* [TASK OBJECTIVE] Lines to return, exactly: from the line with "task | drop a pin on each instance of the gloved" to the line with "target | large boulder" in the entries below, both included.

* [Dataset entries]
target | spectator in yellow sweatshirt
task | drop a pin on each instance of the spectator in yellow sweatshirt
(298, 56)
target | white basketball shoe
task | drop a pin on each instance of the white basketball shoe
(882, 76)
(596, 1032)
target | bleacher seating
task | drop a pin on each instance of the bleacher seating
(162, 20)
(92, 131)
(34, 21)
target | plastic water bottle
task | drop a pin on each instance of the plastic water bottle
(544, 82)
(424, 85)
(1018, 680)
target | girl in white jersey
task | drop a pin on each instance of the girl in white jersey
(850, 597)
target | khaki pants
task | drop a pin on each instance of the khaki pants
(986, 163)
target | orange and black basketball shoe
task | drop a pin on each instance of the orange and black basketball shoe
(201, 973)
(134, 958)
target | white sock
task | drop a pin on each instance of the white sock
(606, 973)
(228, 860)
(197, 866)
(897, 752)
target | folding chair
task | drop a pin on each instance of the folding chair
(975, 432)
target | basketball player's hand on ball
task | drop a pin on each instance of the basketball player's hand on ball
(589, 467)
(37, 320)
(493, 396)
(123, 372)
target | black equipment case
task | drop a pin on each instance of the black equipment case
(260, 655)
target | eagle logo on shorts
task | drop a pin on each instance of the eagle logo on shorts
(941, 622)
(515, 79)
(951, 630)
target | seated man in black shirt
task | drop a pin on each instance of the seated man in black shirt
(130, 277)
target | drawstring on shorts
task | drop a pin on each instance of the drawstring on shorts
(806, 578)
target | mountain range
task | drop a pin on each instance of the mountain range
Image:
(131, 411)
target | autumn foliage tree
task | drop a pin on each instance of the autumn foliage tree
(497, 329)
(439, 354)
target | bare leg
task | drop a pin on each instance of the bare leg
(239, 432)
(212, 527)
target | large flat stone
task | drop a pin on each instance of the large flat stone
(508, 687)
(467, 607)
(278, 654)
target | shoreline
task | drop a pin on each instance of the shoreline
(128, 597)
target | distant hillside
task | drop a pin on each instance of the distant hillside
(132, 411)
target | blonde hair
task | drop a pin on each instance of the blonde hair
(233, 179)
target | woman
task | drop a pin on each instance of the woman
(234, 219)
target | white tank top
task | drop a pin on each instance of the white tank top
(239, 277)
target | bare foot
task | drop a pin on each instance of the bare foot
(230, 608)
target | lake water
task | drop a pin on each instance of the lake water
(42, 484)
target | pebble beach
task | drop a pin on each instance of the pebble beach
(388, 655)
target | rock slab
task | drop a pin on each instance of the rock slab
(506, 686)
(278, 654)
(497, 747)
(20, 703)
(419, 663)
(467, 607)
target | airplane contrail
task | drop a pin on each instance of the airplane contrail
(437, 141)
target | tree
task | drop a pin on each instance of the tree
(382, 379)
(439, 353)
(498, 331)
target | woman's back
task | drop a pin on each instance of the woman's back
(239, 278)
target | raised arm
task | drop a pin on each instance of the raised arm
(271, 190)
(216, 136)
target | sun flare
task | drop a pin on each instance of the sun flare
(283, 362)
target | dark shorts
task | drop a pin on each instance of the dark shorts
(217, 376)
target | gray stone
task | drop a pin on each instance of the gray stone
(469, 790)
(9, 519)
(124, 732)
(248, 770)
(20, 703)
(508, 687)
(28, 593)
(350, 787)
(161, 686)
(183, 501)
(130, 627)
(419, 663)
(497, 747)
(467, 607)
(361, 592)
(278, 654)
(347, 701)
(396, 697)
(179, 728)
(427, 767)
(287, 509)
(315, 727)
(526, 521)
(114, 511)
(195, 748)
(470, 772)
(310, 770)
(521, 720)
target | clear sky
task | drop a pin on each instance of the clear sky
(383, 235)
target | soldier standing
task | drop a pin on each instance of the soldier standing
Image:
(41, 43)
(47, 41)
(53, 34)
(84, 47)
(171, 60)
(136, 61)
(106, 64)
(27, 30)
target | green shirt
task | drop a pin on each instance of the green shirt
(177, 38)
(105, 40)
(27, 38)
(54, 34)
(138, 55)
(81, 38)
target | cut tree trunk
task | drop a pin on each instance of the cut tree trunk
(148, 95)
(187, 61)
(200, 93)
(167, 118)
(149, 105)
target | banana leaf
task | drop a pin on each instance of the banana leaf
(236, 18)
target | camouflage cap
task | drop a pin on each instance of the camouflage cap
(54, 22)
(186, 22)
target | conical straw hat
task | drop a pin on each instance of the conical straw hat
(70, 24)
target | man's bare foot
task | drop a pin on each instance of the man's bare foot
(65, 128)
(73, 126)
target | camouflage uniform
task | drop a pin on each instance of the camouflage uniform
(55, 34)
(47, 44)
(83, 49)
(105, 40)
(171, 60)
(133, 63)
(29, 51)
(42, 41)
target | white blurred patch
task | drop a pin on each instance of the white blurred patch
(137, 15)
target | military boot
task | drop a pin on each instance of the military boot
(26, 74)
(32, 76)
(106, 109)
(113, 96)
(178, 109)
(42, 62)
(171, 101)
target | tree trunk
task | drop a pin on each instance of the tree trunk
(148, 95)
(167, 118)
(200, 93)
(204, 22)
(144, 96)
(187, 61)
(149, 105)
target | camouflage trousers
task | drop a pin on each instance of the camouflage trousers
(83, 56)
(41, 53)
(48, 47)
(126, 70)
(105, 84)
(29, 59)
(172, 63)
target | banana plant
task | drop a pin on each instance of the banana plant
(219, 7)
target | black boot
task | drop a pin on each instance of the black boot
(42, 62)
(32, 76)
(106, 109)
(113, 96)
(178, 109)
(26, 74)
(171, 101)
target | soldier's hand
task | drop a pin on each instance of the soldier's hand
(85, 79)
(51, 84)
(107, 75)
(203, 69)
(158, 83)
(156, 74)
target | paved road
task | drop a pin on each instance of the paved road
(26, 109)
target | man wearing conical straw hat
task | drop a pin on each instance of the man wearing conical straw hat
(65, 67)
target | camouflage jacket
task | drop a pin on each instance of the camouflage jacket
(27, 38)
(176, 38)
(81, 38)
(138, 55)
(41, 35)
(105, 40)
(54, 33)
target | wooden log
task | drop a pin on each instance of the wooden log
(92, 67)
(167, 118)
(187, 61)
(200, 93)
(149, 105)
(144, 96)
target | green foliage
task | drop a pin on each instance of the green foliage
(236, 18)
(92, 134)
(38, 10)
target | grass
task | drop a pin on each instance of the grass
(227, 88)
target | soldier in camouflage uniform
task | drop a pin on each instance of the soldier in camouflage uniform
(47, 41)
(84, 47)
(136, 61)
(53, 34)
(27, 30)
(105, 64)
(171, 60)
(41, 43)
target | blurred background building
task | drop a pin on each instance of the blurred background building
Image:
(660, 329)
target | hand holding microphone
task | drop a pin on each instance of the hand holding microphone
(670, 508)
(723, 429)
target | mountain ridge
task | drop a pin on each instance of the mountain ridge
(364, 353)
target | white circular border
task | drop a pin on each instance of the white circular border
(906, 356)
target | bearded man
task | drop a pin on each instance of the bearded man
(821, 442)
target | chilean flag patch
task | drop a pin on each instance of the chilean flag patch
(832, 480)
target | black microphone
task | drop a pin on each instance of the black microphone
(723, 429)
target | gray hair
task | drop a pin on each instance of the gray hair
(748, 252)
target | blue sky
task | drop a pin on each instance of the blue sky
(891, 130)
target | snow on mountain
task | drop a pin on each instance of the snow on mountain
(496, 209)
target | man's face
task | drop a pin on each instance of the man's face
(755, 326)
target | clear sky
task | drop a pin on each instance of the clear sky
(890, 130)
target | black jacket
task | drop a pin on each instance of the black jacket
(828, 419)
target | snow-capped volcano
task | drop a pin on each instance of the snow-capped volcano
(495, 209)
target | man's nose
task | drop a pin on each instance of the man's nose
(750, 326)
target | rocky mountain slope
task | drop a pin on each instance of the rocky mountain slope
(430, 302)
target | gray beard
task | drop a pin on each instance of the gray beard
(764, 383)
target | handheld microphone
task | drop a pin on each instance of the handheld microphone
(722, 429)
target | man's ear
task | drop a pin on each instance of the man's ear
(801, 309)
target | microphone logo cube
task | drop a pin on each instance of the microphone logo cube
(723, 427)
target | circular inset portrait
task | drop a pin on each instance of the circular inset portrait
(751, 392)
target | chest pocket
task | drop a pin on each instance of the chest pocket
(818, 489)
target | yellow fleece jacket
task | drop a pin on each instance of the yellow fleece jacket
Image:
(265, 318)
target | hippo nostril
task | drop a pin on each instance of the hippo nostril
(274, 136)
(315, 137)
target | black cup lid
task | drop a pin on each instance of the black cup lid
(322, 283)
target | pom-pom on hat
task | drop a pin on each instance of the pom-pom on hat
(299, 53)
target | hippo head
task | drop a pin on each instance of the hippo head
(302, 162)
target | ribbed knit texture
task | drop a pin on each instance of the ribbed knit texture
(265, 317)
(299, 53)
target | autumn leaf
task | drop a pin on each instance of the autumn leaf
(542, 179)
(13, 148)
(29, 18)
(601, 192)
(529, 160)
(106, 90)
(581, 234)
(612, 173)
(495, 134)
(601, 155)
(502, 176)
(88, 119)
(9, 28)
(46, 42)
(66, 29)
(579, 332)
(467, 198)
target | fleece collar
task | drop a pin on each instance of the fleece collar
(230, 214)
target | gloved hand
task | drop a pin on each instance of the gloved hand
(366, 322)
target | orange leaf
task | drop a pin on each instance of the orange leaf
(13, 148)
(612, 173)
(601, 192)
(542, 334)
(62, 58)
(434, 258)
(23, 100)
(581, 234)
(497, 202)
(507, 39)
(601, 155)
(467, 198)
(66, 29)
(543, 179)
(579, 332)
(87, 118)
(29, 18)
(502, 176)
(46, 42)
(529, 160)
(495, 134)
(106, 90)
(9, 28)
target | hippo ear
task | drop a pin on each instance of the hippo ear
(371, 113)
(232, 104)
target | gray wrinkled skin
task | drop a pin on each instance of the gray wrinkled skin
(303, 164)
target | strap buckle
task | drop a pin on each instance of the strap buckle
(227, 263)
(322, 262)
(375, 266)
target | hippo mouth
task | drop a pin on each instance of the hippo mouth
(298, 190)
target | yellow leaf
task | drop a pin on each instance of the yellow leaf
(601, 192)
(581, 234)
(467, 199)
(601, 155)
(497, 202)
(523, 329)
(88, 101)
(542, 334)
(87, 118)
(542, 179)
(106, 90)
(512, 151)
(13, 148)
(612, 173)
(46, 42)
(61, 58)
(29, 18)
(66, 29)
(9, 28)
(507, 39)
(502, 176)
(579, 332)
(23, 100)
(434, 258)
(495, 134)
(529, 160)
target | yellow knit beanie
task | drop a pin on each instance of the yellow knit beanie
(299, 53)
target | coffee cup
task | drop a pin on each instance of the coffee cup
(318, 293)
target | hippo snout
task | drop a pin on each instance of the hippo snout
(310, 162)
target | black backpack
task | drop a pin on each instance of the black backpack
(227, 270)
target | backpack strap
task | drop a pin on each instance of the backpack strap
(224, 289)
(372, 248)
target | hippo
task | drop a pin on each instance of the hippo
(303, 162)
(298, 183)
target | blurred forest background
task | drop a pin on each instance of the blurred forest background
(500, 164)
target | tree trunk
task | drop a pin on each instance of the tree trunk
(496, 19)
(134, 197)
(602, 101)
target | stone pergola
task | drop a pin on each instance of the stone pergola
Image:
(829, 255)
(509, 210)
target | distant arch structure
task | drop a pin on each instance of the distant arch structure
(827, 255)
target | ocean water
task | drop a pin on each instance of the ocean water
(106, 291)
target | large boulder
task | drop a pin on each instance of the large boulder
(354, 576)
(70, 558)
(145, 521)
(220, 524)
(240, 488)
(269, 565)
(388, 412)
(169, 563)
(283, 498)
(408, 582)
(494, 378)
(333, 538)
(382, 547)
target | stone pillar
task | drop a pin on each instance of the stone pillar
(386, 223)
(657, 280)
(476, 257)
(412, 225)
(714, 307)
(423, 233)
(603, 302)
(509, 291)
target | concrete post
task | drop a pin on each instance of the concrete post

* [EXPECTED ANSWER]
task | drop a pin on each instance of the gloved hand
(366, 322)
target | orange leaf
task | drop a pin on each instance of the orange leaf
(13, 148)
(612, 173)
(601, 192)
(542, 334)
(62, 58)
(434, 258)
(23, 100)
(581, 234)
(497, 202)
(507, 39)
(601, 155)
(467, 198)
(66, 29)
(543, 179)
(579, 332)
(87, 118)
(29, 18)
(502, 176)
(46, 42)
(529, 160)
(495, 134)
(106, 90)
(9, 28)
target | hippo ear
task | drop a pin on each instance of the hippo ear
(371, 113)
(232, 104)
target | gray wrinkled skin
task | drop a pin on each instance of the gray wrinkled skin
(303, 164)
target | strap buckle
task | drop a pin on each instance of the strap buckle
(227, 263)
(322, 262)
(375, 266)
target | hippo mouth
task | drop a pin on each instance of the hippo mouth
(298, 190)
target | yellow leaf
task | drop a pin on each instance of the yellow leaf
(601, 192)
(581, 234)
(467, 199)
(601, 155)
(497, 202)
(523, 329)
(88, 101)
(542, 334)
(87, 118)
(542, 179)
(106, 90)
(512, 151)
(13, 148)
(612, 173)
(46, 42)
(61, 58)
(29, 18)
(66, 29)
(9, 28)
(507, 39)
(502, 176)
(579, 332)
(23, 100)
(434, 258)
(495, 134)
(529, 160)
target | yellow knit beanie
task | drop a pin on each instance of the yellow knit beanie
(299, 53)
target | coffee cup
task | drop a pin on each instance of the coffee cup
(318, 293)
target | hippo snout
task | drop a pin on each instance of the hippo snout
(310, 162)
target | black backpack
task | drop a pin on each instance of the black backpack
(227, 270)
target | backpack strap
task | drop a pin on each instance of the backpack strap
(224, 289)
(372, 248)
target | hippo
task | drop a pin on each instance of the hippo
(303, 162)
(298, 183)
target | blurred forest background
task | drop a pin on each instance of the blurred forest background
(500, 164)
target | tree trunk
task | drop a pin on each instance of the tree trunk
(496, 19)
(134, 197)
(602, 101)
target | stone pergola
task | drop a pin on each instance of the stone pergola
Image:
(829, 255)
(509, 210)
target | distant arch structure
task | drop a pin on each instance of the distant arch structure
(827, 255)
target | ocean water
task | drop a pin on each instance of the ocean water
(106, 291)
target | large boulder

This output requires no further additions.